═══ SOURCE TEXT ═══

Weird way to try to prove you’re alive as a country’s leader to have a video like this.

Also, the video was first shown on a dutch new website, but I can no longer find it. They probably realized it was most likely Ai as well.

All in all casting more doubt, not less.

I watched the video proof of life, and the comments about it being AI. The comments have:

  1. The coffee bulging over the top but not spilling. This is surface tension and the foam up the top.
  2. Him drinking coffee and it not going down. But it’s a paper cup, so the level rises when you squeeze.
  3. The foam not being disturbed from a sip. This is actually normal, and I have marveled at it myself when drinking coffee.
  4. His jacket pocket rippling. Flapping happens for quite a while after a movement.
  5. Random masked guy behind the counter. I thought he was a manager or something, and in Israel they got their covid propaganda hard. Some are struggling to recover.

═══

**ACTIVITY**
Extend the post about the leader's proof-of-life video, picking up after its final sentence. The listing after this text is not needed.

═══ INPUT DATA ═══

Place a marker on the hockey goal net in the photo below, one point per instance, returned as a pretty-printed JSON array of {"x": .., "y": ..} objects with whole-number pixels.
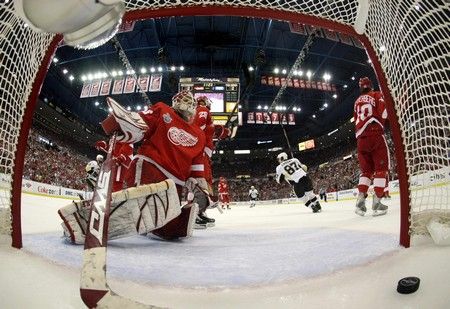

═══

**RESPONSE**
  6. His nose seems to shrink when he turns. This one is interesting.

On the flip side, there are many little details that are pretty hard. For instance, there was a bottle opener lying around casually with Heineken upside down and proper branding. I needed a spellchecker to spell Heineken correctly, and I wasn’t even doing it upside down. There are many others that aren’t worth getting into.

Overall, I think it’s quite clearly a real video. The only risk is that it may have been someone else and the AI transformed the face and voice but couldn’t estimate the profile his nose would express accurately. That’s quite a high risk and really hard to pick up on.